The present invention may be embodied in other specific forms without departing from its spirit or essential characteristics. The described embodiments are to be considered in all respects only as illustrative and not restrictive. The scope of the invention is, therefore, indicated by the appended claims rather than by the foregoing description. All changes which come within the meaning and range of equivalency of the claims are to be embraced within their scope.

Claims

We claim:

1. A tattooed antenna comprising:

one or more nanoparticles in a fluid, the one or more nanoparticles being configured to be injected as a tattoo into a body, the one or more nanoparticles forming an antenna configured to transmit data received from a source.

2. The tattooed antenna of claim 1, wherein the one or more nanoparticles are injected subcutaneously.

3. The tattooed antenna of claim 1, wherein the one or more nanoparticles are injected near a surface of the body.

4. The tattooed antenna of claim 1, wherein the one or more nanoparticles are injected into deep tissue that is not near to a surface of the body.
----
## WHAT TO WORK ON
1 – Copy the passage of the tattooed antenna patent text from "3. The tattooed" up to and including "to a surface of the body.".
2 – Summarize the tattooed antenna patent text in two sentences.
----
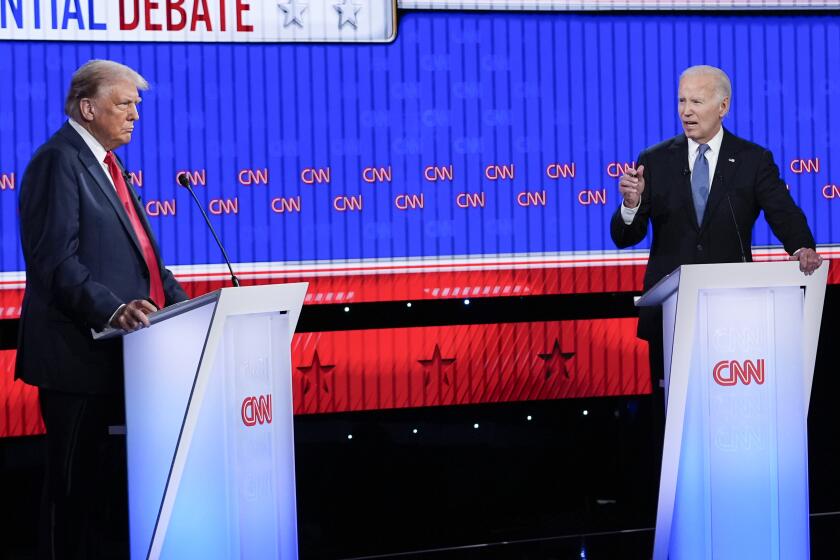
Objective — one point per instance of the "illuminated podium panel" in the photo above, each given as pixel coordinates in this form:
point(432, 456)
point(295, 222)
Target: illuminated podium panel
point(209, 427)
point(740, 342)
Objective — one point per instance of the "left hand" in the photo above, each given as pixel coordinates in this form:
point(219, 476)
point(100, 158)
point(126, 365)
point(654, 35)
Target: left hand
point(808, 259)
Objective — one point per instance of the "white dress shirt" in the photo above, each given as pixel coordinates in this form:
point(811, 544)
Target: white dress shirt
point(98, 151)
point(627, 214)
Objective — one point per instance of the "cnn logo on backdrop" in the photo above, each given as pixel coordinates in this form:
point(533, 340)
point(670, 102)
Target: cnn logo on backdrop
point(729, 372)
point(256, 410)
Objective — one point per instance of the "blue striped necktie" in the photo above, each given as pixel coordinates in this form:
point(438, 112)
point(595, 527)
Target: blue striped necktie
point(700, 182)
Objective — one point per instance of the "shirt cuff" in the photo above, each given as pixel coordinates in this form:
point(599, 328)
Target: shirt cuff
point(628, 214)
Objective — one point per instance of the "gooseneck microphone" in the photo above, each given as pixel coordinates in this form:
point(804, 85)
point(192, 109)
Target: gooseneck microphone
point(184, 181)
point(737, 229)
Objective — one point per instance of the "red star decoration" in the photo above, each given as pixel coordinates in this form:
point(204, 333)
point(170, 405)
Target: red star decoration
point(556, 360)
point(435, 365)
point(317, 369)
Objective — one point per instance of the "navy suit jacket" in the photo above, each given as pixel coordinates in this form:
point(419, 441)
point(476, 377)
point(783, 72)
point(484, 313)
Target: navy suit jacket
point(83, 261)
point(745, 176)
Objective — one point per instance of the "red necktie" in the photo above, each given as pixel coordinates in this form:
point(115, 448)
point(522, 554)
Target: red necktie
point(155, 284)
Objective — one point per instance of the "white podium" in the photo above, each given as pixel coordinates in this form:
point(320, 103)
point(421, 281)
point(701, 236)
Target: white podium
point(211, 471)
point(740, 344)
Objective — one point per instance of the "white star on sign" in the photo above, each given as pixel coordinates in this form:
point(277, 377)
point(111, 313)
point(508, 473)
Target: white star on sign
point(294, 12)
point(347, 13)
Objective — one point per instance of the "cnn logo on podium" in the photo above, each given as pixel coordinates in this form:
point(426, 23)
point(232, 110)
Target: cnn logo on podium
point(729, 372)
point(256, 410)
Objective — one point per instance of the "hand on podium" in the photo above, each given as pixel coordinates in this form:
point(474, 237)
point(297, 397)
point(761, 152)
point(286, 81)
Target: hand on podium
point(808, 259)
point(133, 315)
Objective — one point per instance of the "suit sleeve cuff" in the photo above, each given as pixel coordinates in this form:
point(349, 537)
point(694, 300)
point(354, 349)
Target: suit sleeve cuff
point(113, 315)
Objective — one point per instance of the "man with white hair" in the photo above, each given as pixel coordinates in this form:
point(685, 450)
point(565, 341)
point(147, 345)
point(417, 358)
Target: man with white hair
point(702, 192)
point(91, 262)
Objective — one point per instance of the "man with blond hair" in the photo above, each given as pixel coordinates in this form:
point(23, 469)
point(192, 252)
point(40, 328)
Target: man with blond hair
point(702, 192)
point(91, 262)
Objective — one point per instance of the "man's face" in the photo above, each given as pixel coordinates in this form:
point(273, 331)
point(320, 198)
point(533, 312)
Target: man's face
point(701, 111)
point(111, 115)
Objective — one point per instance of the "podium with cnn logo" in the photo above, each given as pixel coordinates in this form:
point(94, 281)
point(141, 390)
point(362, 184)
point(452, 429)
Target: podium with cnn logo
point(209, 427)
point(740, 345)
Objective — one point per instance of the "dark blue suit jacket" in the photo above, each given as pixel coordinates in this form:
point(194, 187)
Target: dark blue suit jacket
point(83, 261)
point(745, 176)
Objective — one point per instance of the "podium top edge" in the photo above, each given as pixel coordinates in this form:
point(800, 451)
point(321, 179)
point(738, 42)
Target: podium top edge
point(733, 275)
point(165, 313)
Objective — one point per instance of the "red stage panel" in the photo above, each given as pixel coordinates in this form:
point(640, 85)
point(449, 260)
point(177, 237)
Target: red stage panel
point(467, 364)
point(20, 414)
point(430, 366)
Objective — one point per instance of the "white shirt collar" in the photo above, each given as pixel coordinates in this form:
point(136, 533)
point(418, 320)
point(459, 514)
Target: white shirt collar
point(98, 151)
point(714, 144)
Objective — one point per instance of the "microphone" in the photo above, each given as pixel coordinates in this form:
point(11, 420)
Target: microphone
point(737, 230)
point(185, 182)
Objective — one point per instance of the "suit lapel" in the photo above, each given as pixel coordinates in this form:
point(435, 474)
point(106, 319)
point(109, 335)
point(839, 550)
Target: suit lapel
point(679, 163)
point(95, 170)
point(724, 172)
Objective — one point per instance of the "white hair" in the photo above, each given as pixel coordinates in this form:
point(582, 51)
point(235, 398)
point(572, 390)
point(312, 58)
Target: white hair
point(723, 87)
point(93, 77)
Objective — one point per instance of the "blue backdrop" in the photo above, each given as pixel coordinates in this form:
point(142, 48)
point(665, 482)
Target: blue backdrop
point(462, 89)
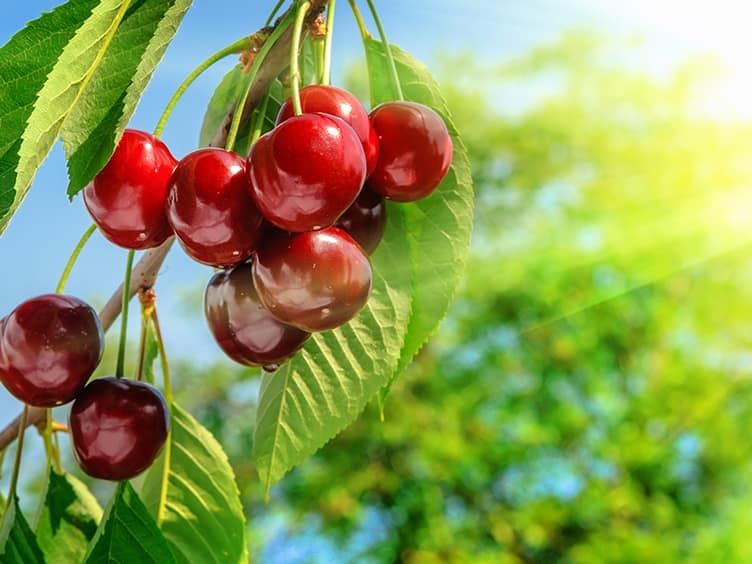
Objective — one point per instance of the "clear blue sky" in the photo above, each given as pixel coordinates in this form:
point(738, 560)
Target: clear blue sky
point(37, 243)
----
## SOLUTIONS BY TASK
1 –
3. The tattooed antenna of claim 1, wherein the one or more nanoparticles are injected near a surface of the body.

4. The tattooed antenna of claim 1, wherein the one or more nanoparticles are injected into deep tissue that is not near to a surface of the body.

2 – The invention may be embodied in other specific forms, and its scope is indicated by the appended claims rather than by the description. The claims set out a tattooed antenna made of one or more nanoparticles in a fluid that are injected as a tattoo into a body and form an antenna to transmit data received from a source, with injection subcutaneously, near a surface of the body, or into deep tissue not near the surface.